WAS ZU TUN IST –
(A) Beantworte anhand des Textes über die Bildwelten der Industriekultur diese Fragen:
(i) Mit welchen Bauwerken stellt der Text Industrieanlagen kulturhistorisch auf eine Stufe?
(ii) Bis zu welchem Datum ist die Ausstellung im Bucerius Kunst Forum Hamburg zu sehen?
(iii) Wie viele Seiten und wie viele farbige Abbildungen umfasst der Ausstellungskatalog?
(B) Schreib den Text über die Bildwelten der Industriekultur im Anschluss an seinen letzten Satz weiter.

TEXT ZUM LESEN –
++++++++++

Für uns sind flüchtige Blicke über Industrieanlagen an der Peripherie der Städte gewohnte Ansichten. Erst indem Fabrikhallen und Türme vielerorts in den letzten Jahrzenten verschwanden oder eine Belebung mit neuen Funktionen erfuhren, schärfte manch einer die Wahrnehmung auf diese architektonischen Zeugnisse von Industrialisierung und Urbanisierung. Kulturhistorisch verkörpern sie ebenso den Zeitgeist einer Epoche wie Kathedralen und Burgen, Paläste und Lustgärten. In Stein verwandelt, erzählen sie ein Stück Menschheitsgeschichte.
Es ist die Zeit des Aufbruchs der Menschen in die moderne Welt, die die künstlerisch wahrnehmenden Menschen faszinierte. Industrialisierung und Urbanisierung veränderten die Gesellschaft, entwurzelten, schufen neue Arten des Zusammenlebens, boten Chancen und kreierten neue Lebenswelten. Unsere Zeit und das Zeitalter der Industrialisierung verbindet viel: ein rasanter Wandel der wissenschaftlich-technischen Möglichkeiten, die unmittelbar das Leben jedes Einzelnen verändern. Ob man will oder nicht. Dass es für manches, was da passiert, keine Worte oder Formen gab und gibt, weckt die Neugier umso mehr, sich diese künstlerisch eingefangenen Momente der Industrialisierung anzusehen.
Als sie entstanden und als Werke einer neuen Zeit gefeiert wurden, beeindruckten, fesselten, erschreckten sie Maler*innen und Fotograf*innen. Im Bucerius Kunst Forum Hamburg können Interessierte noch bis zum 26. September 2021 die Bildwelten der Industriekultur erleben. Im Verlag Hirmer erschien der Ausstellungskatalog, der auf 264 Seiten und mit 120 farbigen Abbildungen Zeugnis von dieser Wahrnehmung und Darstellung der Moderen Zeiten gibt. Wobei der für Ausstellung und Katalog gewählte Titel auf den berühmten Film von Charlie Chaplin Bezug nimmt. Ebenso tiefgründig wie aussagekräftig erfassen diese beiden Worte die Widersprüchlichkeit der Zeitläufte, die die Bilder illustrieren. Licht und Schatten, Fortschritt und Verlust dokumentieren, die nicht mit dem Beginn des Computerzeitalters beendet sind. Die Bildwerke handeln auch von unserer heutigen Form der Industrieproduktion mit all ihren sozialen Verwerfungen.

++++++++++

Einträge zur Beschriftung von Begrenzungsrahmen
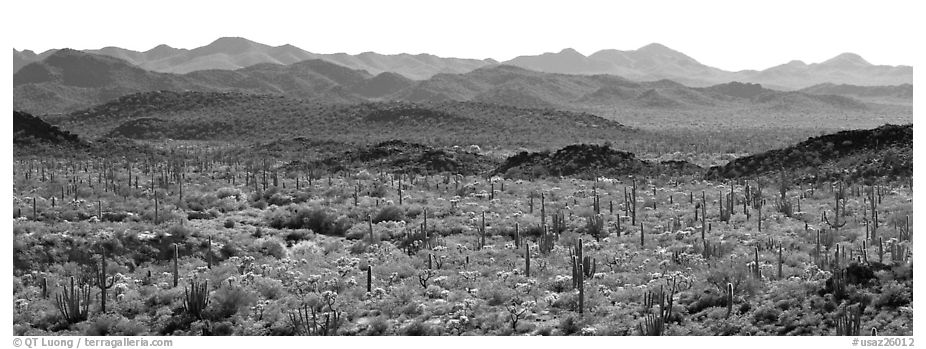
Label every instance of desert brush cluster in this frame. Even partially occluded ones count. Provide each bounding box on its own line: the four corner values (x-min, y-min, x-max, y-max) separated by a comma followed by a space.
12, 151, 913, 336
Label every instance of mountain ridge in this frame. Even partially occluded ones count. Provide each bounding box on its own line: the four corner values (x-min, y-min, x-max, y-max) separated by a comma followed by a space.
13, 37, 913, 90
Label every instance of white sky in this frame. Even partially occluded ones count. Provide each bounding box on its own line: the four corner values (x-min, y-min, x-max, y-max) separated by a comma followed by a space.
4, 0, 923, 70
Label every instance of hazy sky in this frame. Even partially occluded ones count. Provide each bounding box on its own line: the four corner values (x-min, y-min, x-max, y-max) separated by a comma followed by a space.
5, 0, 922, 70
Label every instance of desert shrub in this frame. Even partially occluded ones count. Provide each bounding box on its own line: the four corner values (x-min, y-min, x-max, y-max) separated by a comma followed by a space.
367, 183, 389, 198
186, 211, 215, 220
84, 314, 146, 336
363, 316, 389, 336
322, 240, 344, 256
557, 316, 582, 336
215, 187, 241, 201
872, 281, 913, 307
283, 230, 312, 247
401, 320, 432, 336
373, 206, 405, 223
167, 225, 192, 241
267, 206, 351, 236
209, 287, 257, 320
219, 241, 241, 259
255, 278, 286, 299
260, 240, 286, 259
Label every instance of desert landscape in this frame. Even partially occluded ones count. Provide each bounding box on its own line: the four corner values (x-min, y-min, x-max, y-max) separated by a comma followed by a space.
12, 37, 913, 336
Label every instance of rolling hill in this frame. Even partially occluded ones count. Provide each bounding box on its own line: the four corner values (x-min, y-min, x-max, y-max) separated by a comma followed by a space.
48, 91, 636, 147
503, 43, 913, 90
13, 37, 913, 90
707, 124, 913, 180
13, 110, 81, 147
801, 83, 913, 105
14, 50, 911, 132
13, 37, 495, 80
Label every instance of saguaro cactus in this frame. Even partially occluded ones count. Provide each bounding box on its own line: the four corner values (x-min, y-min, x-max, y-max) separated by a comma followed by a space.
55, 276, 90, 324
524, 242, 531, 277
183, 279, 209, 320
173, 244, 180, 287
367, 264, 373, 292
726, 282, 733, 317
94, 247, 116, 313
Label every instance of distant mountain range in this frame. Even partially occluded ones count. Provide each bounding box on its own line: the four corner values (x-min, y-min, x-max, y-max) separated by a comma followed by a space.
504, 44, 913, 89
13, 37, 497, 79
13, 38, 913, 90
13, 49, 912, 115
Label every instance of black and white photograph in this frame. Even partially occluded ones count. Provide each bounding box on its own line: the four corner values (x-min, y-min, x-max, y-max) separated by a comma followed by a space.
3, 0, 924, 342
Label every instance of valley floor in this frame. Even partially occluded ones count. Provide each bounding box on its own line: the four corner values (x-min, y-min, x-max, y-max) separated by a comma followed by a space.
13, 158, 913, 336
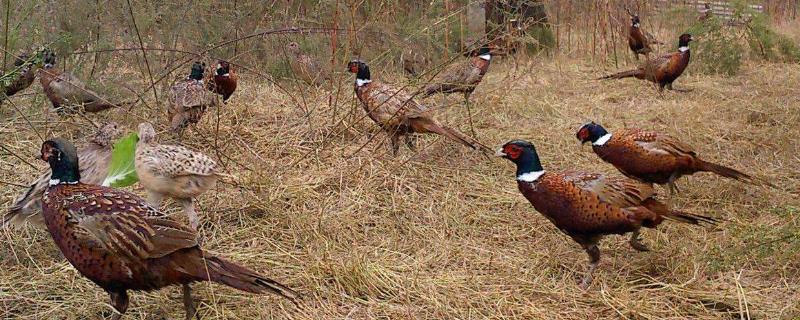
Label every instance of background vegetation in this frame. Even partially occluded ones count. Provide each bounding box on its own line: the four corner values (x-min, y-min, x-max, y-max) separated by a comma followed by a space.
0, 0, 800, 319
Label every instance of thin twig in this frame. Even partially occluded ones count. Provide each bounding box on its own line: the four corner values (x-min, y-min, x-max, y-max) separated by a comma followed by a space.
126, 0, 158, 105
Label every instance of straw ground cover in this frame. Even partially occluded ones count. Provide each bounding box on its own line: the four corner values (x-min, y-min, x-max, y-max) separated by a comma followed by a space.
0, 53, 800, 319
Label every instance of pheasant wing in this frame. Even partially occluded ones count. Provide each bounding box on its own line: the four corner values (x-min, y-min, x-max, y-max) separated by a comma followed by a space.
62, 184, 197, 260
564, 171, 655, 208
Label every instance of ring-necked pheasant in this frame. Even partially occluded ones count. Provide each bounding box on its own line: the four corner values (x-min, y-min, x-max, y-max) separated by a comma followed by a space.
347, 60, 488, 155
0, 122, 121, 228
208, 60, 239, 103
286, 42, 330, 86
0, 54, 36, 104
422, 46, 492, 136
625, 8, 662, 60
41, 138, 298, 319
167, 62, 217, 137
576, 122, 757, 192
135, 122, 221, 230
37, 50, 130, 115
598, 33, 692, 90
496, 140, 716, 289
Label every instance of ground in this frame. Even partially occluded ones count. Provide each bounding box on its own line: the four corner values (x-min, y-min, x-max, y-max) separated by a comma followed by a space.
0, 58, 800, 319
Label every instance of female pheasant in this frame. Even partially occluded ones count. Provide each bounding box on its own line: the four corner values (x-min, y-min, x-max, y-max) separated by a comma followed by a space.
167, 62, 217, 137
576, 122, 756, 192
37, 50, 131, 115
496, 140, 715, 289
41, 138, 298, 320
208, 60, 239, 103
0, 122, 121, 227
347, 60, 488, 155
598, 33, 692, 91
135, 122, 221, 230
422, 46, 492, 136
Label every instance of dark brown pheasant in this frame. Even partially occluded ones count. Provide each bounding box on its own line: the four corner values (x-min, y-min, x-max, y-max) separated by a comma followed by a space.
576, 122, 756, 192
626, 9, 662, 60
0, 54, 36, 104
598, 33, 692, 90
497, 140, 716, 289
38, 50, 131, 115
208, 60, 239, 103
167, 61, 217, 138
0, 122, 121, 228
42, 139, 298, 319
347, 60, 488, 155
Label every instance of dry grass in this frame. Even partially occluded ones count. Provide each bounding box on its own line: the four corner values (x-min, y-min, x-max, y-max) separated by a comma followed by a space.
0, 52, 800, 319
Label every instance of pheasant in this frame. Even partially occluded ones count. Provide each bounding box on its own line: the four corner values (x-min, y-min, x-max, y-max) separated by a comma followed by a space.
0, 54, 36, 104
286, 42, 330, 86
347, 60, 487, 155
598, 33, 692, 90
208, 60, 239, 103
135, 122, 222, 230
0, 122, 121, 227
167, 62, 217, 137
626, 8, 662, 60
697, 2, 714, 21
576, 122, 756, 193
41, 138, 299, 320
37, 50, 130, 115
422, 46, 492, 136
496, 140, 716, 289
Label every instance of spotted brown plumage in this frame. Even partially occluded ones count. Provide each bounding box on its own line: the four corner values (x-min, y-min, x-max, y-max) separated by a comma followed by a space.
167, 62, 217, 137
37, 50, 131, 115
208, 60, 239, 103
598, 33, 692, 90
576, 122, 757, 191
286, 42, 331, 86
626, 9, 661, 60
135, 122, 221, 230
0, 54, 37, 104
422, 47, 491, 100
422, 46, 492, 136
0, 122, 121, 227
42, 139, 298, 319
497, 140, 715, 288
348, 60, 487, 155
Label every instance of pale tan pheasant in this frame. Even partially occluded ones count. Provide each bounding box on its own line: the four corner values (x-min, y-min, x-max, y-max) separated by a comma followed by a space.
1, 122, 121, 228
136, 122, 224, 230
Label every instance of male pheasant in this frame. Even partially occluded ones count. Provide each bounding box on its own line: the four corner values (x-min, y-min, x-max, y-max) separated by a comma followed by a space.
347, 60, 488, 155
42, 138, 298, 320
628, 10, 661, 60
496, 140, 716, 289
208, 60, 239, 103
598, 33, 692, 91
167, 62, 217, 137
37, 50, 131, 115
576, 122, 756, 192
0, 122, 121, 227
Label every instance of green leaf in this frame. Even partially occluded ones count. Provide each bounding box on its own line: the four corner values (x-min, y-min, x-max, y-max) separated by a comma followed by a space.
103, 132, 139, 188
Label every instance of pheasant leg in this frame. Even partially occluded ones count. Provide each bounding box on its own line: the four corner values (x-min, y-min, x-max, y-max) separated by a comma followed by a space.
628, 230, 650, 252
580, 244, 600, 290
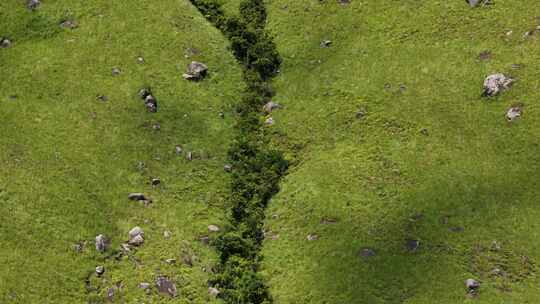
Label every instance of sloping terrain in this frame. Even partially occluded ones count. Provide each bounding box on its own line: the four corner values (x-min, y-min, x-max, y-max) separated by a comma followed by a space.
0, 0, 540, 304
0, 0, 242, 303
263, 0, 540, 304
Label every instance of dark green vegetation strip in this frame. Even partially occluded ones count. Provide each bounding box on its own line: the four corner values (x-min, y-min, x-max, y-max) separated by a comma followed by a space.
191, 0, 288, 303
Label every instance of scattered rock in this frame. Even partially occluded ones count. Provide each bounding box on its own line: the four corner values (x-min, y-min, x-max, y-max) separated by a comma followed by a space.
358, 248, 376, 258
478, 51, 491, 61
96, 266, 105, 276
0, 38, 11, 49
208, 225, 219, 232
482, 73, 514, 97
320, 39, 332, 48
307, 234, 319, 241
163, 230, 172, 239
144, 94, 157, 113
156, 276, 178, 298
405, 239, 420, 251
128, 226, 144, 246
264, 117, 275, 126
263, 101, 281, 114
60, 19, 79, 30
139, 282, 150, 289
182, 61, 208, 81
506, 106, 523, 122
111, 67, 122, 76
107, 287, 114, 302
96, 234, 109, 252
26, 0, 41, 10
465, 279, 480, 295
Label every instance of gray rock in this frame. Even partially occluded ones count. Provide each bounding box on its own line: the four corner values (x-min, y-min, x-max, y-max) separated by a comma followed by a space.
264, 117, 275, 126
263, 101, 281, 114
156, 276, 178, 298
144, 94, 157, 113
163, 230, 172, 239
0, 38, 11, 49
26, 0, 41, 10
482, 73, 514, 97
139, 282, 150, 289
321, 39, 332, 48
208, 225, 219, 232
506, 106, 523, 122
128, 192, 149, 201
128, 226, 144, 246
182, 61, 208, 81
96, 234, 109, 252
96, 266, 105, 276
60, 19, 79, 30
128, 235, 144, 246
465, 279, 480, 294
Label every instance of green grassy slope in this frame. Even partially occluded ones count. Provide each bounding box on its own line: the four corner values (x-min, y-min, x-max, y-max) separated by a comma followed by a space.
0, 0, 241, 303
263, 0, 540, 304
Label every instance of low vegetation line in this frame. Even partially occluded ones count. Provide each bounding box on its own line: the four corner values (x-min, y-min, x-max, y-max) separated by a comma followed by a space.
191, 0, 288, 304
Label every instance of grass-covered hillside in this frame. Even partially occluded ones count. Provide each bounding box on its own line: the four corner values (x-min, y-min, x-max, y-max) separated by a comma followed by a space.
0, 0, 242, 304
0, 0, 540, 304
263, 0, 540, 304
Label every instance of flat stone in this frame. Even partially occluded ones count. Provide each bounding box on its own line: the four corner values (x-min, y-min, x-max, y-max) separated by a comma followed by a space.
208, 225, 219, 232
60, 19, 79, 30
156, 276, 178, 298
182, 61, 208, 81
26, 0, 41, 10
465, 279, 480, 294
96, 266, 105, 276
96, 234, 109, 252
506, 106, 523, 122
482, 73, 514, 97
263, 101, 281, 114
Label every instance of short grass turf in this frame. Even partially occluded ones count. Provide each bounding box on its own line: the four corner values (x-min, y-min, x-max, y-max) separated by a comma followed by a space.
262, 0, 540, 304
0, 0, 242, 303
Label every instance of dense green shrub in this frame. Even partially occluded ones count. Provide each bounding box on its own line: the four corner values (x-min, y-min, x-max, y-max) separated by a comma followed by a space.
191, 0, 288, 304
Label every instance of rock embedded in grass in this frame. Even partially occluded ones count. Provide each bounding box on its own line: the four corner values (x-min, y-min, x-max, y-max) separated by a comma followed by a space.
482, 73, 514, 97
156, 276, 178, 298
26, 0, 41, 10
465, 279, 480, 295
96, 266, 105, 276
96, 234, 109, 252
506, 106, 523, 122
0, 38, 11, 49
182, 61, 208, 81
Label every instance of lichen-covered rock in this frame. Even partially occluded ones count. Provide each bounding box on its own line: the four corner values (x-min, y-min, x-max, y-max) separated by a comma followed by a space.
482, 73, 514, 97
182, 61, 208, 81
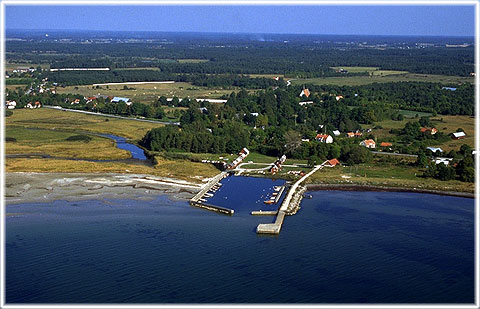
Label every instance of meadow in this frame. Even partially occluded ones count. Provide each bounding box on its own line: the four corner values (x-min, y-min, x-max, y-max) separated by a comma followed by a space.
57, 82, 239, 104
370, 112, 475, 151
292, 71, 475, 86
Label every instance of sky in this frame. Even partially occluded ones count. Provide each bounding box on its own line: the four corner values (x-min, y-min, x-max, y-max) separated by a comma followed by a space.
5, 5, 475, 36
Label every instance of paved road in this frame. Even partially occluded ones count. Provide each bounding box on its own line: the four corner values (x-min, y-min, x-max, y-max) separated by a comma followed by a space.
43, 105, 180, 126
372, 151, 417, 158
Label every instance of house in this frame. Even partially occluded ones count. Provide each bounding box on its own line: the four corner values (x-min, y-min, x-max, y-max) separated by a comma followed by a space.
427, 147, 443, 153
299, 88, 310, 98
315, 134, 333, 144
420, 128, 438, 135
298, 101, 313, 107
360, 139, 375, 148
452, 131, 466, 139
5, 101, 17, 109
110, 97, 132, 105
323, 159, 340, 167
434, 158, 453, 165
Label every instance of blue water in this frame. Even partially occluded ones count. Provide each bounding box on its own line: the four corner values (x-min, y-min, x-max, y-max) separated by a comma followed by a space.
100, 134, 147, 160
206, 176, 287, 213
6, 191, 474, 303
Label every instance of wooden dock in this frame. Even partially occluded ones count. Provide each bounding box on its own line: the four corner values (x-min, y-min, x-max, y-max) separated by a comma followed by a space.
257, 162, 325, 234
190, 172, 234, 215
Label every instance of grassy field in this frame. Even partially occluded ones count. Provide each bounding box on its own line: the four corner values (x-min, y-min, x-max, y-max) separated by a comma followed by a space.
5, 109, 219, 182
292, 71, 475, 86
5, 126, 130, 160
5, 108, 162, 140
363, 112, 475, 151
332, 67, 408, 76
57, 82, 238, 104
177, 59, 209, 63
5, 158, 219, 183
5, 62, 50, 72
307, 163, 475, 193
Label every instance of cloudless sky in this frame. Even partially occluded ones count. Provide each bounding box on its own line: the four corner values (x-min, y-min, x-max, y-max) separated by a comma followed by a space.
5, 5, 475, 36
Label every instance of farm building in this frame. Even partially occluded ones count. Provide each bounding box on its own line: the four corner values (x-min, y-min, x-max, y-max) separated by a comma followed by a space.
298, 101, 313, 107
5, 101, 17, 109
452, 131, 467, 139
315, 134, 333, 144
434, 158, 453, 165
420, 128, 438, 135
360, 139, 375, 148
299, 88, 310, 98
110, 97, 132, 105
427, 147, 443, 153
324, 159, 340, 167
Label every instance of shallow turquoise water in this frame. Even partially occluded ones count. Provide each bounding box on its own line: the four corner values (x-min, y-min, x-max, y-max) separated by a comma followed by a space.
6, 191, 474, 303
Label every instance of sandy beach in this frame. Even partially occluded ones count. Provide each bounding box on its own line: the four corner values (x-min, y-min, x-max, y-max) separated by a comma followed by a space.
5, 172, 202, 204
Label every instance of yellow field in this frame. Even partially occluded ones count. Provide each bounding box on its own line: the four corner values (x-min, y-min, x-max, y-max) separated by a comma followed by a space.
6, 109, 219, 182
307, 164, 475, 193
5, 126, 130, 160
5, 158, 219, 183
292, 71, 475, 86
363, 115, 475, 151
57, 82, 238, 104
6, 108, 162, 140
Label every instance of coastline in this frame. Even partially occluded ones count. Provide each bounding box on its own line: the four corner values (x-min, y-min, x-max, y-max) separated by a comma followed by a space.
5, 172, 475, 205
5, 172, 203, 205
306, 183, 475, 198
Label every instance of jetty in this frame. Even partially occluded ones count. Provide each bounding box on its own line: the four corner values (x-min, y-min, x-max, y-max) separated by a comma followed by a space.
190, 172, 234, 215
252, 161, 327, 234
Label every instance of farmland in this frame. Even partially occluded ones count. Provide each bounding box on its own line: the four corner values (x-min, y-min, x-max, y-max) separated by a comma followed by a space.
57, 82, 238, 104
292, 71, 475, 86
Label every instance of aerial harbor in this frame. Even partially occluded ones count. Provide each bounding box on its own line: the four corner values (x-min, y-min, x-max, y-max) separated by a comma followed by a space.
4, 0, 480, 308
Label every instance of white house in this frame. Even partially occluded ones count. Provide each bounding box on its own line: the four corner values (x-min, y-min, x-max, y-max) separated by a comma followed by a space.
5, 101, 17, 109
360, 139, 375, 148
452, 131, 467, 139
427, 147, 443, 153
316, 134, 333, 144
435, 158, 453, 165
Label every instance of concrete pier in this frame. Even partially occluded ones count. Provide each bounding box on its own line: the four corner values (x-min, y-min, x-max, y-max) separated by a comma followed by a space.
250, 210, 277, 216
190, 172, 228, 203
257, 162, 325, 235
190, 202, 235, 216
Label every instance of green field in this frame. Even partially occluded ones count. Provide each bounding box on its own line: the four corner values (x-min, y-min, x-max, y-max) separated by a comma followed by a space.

++++++++++

DIE ANTWORTEN –
(A)
(i) Mit Kathedralen und Burgen, Palästen und Lustgärten.
(ii) Bis zum 26. September 2021.
(iii) 264 Seiten und 120 farbige Abbildungen.

(B)
Die Motive sind zum Beginn dieser Ära ganz neu. Es mussten Arten der Präsentation, des Erfassens und des Vermittelns gefunden werden. Zu der Begeisterung und Faszination gesellte sich bald Abscheu und Sozialkritik. Doch den Blick konnte und kann man nicht abwenden. Genauso wenig, wie das 21. Jahrhundert seine historischen Bezüge in den Entwicklungen des 20. und 19. Jahrhunderts besitzt. Was im Übrigen im Vergleich der Bildwerke dieses Bandes deutlich hervortritt. Für die Betrachtenden ist es nahezu wie ein Gang durch die Jahrhunderte, der zugleich Wandel und Beständigkeit ausdrückt, denn der Blick in die Gesichter schafft die Brücke über die Zeitläufte hinweg.
Aus fachspezifischer Perspektive ordnen Autorinnen und Autoren das Gesehene ein, verbinden und verknüpfen technische Mittel und darstellerische Komposition, sodass wie in einem Kaleidoskop Mensch und Maschine, Kraft und Geist, Ausbeutung und Kampf sichtbar werden. Im Nebeneinander verhärmter Gesichter, stereotyp modulierter Silhouetten verschwimmen Mensch und Räderwerk, Muskeln und Eisenkolben. Wie gegenwärtig ist auf einmal die Malerei um 1900. Bildgewaltig rinnt der Zeitraum von 175 Jahren vorbei und präsentiert anhand von vierzig Gemälden und einhundertfünfzig Fotografien Entwicklungen und Wandel der künstlerischen Industriedarstellung. Was einst fortschrittsgläubig und enthusiastisch mit idyllischen Fabrikansichten der 1850er Jahre begann, sozialkritische Tendenzen ab 1900 hervorhebt, reicht bis zur kritischen Beurteilung unserer Gegenwart im Widerspruch zwischen Klimawandel und Optimierungswahn.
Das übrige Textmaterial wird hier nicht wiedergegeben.